СУТЬ ЗАДАНИЯ: Выпишите все фамилии, которые в отрывке о записи в армию названы полностью, а не одной буквой.

ИСХОДНЫЙ ТЕКСТ:
Запись в армию
Через два дня мой командир полк. С. [9] приехал; и мы идем записываться в бюро Добровольческой армии. Подошли к дому. У дверей – офицер с винтовкой. Доложил караульному начальнику, и нас провели наверх. В маленькой комнате прапорщик-мужчина и прапорщик-женщина записывали и отбирали документы; подпоручик опрашивал. “Кто вас может рекомендовать?” – “Подполковник Колчинский” ,- называю я близкого родственника ген. Корнилова. Подпоручик делает мину, пожимает плечами и цедит сквозь зубы: – “Видите, он, собственно, у нас в организации не состоит…” Я удивлен. Ничего не понимаю. Только после объясняет мне подполк. Колчинский: офицеры бюро записи – ставленники Алексеева, а он – корниловец; между этими течениями идет скрытый раздор и тайная борьба. Мы записались. Знакомимся с заведующим бюро и общежитием гв. полк. Хованским. Низкого роста, вылощенный, самодовольно-брезгливого вида полк. Хованский говорит, “аристократически” растягивая слова и любуясь собой: “поступая в нашу (здесь он делает ударение) армию, вы должны прежде всего помнить, что это не какая-нибудь рабоче-крестьянская армия, а офицерская” . После знакомства разместились в общежитии. Меня поражает крайняя малочисленность добровольцев. Новочеркасск полон военными разных форм и родов оружия, а здесь, в строю армии,- горсточка молодых, самых армейских офицеров.

ИЗВЛЕЧЁННЫЕ СТРОКИ:
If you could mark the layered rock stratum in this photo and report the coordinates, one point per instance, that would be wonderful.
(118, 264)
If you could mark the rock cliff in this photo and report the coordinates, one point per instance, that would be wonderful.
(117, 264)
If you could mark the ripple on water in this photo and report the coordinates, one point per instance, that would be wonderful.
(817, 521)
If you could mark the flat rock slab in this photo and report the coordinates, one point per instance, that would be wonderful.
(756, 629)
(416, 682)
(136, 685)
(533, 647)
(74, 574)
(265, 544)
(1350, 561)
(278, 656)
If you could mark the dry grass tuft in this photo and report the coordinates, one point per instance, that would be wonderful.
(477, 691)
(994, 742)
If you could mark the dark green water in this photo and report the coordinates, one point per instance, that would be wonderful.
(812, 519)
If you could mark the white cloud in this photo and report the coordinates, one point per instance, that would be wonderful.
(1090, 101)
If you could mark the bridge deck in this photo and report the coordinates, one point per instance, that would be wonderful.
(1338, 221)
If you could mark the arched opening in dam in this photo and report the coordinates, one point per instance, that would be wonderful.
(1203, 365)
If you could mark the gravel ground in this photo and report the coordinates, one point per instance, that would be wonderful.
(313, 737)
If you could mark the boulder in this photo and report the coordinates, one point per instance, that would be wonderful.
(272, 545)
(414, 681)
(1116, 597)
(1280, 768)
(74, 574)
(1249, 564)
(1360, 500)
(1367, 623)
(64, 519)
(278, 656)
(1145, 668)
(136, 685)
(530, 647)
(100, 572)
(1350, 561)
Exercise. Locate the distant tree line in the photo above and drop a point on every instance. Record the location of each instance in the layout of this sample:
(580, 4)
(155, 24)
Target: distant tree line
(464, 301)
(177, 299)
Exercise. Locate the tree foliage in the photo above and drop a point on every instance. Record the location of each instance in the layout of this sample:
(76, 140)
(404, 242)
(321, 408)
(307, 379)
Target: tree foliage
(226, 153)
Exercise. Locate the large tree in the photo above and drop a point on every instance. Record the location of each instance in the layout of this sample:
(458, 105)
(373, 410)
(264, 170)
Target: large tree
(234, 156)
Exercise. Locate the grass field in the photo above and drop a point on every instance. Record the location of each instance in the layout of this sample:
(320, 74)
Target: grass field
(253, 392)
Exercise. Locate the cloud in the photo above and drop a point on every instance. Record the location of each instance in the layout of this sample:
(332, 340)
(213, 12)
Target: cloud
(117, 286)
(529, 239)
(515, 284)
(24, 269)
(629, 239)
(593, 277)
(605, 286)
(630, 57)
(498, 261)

ПОЛНЫЙ ОТВЕТ: Колчинский, Корнилов, Алексеев, Хованский